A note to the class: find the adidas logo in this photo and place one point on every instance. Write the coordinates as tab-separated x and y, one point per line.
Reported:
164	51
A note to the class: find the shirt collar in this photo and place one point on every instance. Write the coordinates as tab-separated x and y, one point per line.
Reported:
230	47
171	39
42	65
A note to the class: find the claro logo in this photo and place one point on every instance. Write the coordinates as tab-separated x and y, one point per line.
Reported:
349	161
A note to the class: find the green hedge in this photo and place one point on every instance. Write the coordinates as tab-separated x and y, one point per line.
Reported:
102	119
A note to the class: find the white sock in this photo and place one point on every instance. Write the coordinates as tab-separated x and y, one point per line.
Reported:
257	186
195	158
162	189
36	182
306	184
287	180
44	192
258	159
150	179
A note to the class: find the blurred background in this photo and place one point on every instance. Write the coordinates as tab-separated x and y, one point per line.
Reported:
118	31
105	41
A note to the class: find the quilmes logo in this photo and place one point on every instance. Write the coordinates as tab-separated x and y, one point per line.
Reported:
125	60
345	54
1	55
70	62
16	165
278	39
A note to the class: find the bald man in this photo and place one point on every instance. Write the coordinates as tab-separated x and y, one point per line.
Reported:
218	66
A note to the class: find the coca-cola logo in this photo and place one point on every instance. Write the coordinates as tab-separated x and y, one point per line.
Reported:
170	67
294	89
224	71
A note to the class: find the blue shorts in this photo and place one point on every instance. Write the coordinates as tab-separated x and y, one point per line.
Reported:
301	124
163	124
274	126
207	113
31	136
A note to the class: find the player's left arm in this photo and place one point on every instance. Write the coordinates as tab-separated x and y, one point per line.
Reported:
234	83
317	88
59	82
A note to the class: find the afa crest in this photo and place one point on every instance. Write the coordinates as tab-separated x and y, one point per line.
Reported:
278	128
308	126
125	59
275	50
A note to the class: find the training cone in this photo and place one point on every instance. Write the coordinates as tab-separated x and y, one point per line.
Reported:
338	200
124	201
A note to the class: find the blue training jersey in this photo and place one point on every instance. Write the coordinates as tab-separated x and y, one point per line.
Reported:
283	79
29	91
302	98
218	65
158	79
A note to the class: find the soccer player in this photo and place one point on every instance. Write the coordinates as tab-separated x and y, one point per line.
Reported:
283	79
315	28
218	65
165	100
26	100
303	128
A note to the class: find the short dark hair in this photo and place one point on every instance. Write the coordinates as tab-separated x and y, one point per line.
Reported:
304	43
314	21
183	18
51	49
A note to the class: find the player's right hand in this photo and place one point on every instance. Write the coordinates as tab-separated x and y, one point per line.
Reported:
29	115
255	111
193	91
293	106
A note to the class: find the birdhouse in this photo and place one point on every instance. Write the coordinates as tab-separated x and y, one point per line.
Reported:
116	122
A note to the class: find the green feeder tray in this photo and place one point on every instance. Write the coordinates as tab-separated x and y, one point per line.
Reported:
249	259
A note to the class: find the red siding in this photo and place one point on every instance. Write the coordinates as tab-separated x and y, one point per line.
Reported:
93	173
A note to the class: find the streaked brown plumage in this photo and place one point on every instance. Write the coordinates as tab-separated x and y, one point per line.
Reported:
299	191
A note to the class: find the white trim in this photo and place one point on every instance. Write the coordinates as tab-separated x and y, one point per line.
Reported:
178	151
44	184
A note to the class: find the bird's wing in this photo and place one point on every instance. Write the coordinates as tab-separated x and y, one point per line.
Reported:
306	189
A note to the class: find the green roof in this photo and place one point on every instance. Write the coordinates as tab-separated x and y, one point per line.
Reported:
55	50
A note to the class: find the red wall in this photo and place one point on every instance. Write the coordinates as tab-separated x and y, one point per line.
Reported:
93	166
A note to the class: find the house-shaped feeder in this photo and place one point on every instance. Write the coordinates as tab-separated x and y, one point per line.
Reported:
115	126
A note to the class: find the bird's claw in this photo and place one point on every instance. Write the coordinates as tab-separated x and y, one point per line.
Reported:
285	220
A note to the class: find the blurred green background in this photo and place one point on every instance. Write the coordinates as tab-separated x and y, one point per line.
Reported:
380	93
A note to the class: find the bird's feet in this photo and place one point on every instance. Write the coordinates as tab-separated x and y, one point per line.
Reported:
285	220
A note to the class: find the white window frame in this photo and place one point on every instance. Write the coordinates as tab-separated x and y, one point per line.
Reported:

★ ★ ★ ★

## What you need to do
Retype exactly, please, each line from the line that contains "A note to the class: find the green feeder" through the last line of the entries above, with nothing added.

## Expected answer
A note to the class: find the green feeder tray in this photo and place one point on every instance. Write the coordinates as tab-separated x and y, one point per line.
Reported:
249	259
A note to the class: find the red siding in this photo and place one point on every instance. Write the coordinates as tab-separated x and y, one point per line.
Reported:
93	173
A note to the class: find the streaked brown plumage in this photo and place one point on every instance. Write the coordinates as tab-separated x and y, one point per line.
Reported:
299	191
A note to the class: find the white trim in this photo and place one point on every instance. Write the coordinates as tab-separated x and y, one point per line.
Reported:
178	151
44	184
A note to the class: find the bird's wing in this photo and place one point on every instance. Write the coordinates as tab-separated x and y, one point per line.
Reported:
306	189
A note to the class: find the green roof in this photo and place one point on every instance. Write the coordinates as tab-separated x and y, one point per line.
Reported:
55	50
A note to the class: find the red wall in this photo and place one point on every instance. Write the coordinates as tab-separated x and y, one point per line.
Reported:
93	166
A note to the class: find the house-shaped feeder in this photo and place one point on every instance. Write the coordinates as tab-separated x and y, one point per line.
Reported:
115	126
A note to the class: find the bird's claw in this photo and place one point on every instance. Write the coordinates as tab-separated x and y, one point per line.
Reported:
285	220
A note to the class: find the blurred green background in this photo and place one point on every instance. Write the coordinates as tab-separated x and y, one point per line.
Reported:
380	93
A note to the class: find the bird's feet in this photo and place one point on every instance. Write the coordinates as tab-separated x and y, one point per line.
Reported:
285	220
A note to the class: find the white window frame in this photo and place one point on every instance. Write the coordinates as tab-separated x and y, one point per line.
Reported:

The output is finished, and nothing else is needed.